**Article**
I cannot get this to work. Neither in a german version, nor with the
norwegian example supplied on the tsearch website.
That means, just like Hannes I can get compound word support without
inserted 's' in german and norwegian:
"Vertragstrafe" works, but not "Vertragsstrafe", which is the right
Form.

So I tried it the other way around: My dictionary consists of two words:

---
vertrag/zs
strafe/z
  ---

My affixes file just switches on compounds and allows for s-insertion
as described in the norwegian tutorial:

---
compoundwords controlled z
suffixes
flag s:
   [^S] > S              # endet nicht auf "s": "s" anfuegen und in
compound-check ("Recht" > "Rechts-")
---

ts_debug yields:

tstest=# SELECT tsearch2.ts_debug('vertragstrafe strafevertrag
vertragsstrafe');
                                       ts_debug
------------------------------------------------------------------------
-------------
(german,lword,"Latin
word",vertragstrafe,"{ispell_de,simple}","'strafe' 'vertrag'")
(german,lword,"Latin
word",strafevertrag,"{ispell_de,simple}","'strafe' 'vertrag'")

**Information shown**

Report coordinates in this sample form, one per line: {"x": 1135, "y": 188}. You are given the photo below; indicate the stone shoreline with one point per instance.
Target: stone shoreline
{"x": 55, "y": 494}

**Tasks for this exercise**
**A.** In the post on tsearch compound words, which two entries make up the dictionary the writer tested with?
**B.** Continue the post on tsearch compound words, picking up after its final line of ts_debug output.

**Exercise answers**
**A.** The dictionary holds "vertrag/zs" and "strafe/z".

**B.**
(german,lword,"Latin
word",vertragsstrafe,"{ispell_de,simple}",'vertragsstrafe')
(3 Zeilen)

I would say, the ispell compound support does not honor the s-Flag in
compounds.
Could it be, that this feature got lost in a regression? It must have
worked for norwegian once. (Take the "overtrekksgrilldresser" example
from the tsearch2:compounds tutorial, that I cannot reproduce).

Any hints?

Alexander

Re: TSearch2 / German compound words / UTF-8

От

Alexander Presber

Дата:

27 января 2006 г., 10:41:03

I should add that, with the minimal dictionary and .aff file,
"vertrags" gets reduced alright, dropping the trailing 's':

tstest=# SELECT tsearch2.ts_debug('vertrags');
                               ts_debug
---------------------------------------------------------------------
(german,lword,"Latin word",vertrags,"{ispell_de,simple}",'vertrag')
(1 Zeile)

The affix is just not applied while looking for compound words.

Sincerely yours
Alexander Presber

Re: TSearch2 / German compound words / UTF-8

От

Oleg Bartunov

Дата:

27 января 2006 г., 13:00:59

Alexander,

could you try tsearch2 from CVS HEAD  ?
tsearch2 in 8.1.X doesn't supports UTF-8 and works for someone
only by accident :)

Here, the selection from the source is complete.